▶ **Records for the task**
——
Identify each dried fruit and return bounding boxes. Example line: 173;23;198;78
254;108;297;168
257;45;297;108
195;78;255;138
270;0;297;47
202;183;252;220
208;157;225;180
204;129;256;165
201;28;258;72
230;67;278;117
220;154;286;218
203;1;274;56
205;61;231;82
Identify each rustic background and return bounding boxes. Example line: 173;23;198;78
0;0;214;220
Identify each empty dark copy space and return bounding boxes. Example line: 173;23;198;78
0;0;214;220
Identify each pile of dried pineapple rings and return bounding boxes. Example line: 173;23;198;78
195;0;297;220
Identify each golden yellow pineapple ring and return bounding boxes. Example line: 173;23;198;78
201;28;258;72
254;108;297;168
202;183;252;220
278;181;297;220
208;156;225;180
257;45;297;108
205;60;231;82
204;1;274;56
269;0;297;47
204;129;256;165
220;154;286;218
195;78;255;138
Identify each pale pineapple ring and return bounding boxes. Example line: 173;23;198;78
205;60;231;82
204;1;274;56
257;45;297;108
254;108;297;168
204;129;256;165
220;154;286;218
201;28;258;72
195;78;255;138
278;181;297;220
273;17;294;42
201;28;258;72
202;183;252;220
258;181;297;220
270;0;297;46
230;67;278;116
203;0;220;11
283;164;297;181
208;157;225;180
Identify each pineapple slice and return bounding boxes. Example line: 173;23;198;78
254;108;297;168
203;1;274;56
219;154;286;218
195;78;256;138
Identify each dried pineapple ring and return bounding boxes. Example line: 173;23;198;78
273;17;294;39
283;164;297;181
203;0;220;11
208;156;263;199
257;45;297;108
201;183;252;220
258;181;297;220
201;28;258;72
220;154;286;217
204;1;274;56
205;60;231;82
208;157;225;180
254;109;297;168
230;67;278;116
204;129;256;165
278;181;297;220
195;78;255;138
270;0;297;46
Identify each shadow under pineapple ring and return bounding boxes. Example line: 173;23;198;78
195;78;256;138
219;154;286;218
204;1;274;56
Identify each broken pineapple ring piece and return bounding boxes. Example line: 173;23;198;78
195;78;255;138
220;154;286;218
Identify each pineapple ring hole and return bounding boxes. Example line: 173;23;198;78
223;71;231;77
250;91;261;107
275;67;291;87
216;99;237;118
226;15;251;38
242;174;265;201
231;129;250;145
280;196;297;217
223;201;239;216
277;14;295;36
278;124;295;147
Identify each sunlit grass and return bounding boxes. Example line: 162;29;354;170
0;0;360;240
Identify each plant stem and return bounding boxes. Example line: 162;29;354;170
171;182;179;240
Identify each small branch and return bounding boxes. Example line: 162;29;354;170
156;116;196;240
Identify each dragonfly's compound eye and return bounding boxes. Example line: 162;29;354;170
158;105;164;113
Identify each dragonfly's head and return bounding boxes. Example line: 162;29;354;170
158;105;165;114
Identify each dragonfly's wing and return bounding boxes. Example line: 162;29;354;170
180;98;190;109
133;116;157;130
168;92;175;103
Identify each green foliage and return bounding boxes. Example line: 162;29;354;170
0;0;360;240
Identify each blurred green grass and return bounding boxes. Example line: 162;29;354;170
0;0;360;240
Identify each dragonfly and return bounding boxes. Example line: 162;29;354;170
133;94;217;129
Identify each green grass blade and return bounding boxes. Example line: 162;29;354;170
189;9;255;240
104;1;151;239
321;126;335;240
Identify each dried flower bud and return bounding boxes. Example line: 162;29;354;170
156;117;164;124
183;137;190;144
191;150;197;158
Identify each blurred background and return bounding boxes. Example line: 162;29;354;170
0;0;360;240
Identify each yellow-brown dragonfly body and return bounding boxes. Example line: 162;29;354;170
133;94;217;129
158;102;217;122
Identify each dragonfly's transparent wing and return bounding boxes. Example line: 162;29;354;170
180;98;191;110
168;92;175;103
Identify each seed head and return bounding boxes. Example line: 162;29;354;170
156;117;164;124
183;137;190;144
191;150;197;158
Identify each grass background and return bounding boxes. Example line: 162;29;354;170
——
▶ **Exercise**
Could you copy out the entire listing above line by line, keeping every character and number unchanged?

▶ **Solution**
Identify each dried fruit and return bounding boxes. Example line: 173;23;198;78
254;108;297;168
257;45;297;108
195;78;255;138
270;0;297;47
202;183;252;220
208;157;225;180
204;129;256;165
201;28;258;72
230;67;278;117
220;154;286;218
203;1;274;56
205;61;231;82
Identify each rustic background and return bounding boxes. Example line: 173;23;198;78
0;0;214;220
Identify each empty dark copy space and return bounding boxes. Example line: 173;23;198;78
0;0;214;220
Identify each pile of dried pineapple rings and return bounding boxes. Example line: 173;23;198;78
195;0;297;220
Identify each golden yellow pineapple ring and return bounding boxes. Example line: 173;23;198;78
201;28;258;72
254;108;297;168
202;183;252;220
278;181;297;220
208;156;225;180
257;45;297;108
205;60;231;82
204;1;274;56
269;0;297;47
204;129;256;165
220;154;286;218
195;78;255;138
Identify each pale pineapple ring and return bounding boxes. Example line: 173;23;198;78
205;60;231;82
204;1;274;56
257;45;297;108
254;108;297;168
204;129;256;165
220;154;286;218
201;28;258;72
195;78;255;138
278;181;297;220
273;17;294;42
201;28;258;72
202;183;252;220
258;181;297;220
270;0;297;46
230;67;278;116
203;0;220;11
283;164;297;181
208;157;225;180
Identify each pineapple slice and return bounding boxes. Example line: 173;23;198;78
254;108;297;168
203;1;274;56
219;154;286;218
195;78;256;138
Identify each dried pineapple ring and return bounding boxes. Example line: 173;23;198;78
273;17;294;39
283;164;297;181
203;0;220;11
208;156;263;199
257;45;297;108
201;183;252;220
258;181;297;220
201;28;258;72
220;154;286;217
204;1;274;56
205;60;231;82
208;157;225;180
254;109;297;168
230;67;278;116
204;129;256;165
278;181;297;220
195;78;255;138
270;0;297;46
Identify each shadow under pineapple ring and return bounding boxes. Example line: 173;23;198;78
195;78;256;138
219;154;286;218
204;1;274;56
Identify each broken pineapple ring piece and return bounding boxes. Example line: 173;23;198;78
195;78;255;138
220;154;286;218
Identify each pineapple ring hole and return bounding boxes. Example line: 173;23;198;78
223;71;231;77
250;91;261;107
275;67;291;87
216;99;237;118
226;15;251;38
242;174;265;201
231;129;250;145
280;196;297;217
223;201;239;216
277;14;295;36
278;124;295;147
Identify each sunlit grass and return bounding boxes. Example line: 162;29;354;170
0;0;360;240
Identify each plant stem and return bounding boxes. Example line: 162;29;354;170
171;182;179;240
Identify each small branch and return bounding boxes. Example line: 162;29;354;170
156;116;196;240
Identify each dragonfly's compound eye and return bounding boxes. Example line: 162;29;354;170
158;105;164;113
Identify each dragonfly's head and return bounding boxes. Example line: 162;29;354;170
158;105;165;114
Identify each dragonfly's wing and return bounding boxes. Example line: 162;29;354;170
180;98;190;109
133;116;157;130
168;92;175;103
Identify each green foliage and return bounding boxes. Example line: 162;29;354;170
0;0;360;240
Identify each blurred green grass and return bounding boxes. Example line: 162;29;354;170
0;0;360;240
Identify each dragonfly and return bounding boxes. Example line: 162;29;354;170
133;94;217;129
Identify each green grass blade and return bounding boxes. Example line: 162;29;354;170
189;9;255;240
104;1;151;239
321;126;335;240
Identify each dried flower bud and return bounding boxes. Example line: 162;29;354;170
156;117;164;124
183;137;190;144
191;150;197;158
Identify each blurred background and return bounding boxes. Example line: 162;29;354;170
0;0;360;240
Identify each yellow-brown dragonfly body and return bounding boxes. Example line: 162;29;354;170
133;94;217;129
158;102;217;122
Identify each dragonfly's transparent wing and return bounding boxes. Example line: 162;29;354;170
180;98;191;110
168;92;175;103
Identify each seed head and return bounding boxes. Example line: 162;29;354;170
156;117;164;124
183;137;190;144
191;150;197;158
Identify each grass background and return bounding boxes. Example line: 162;29;354;170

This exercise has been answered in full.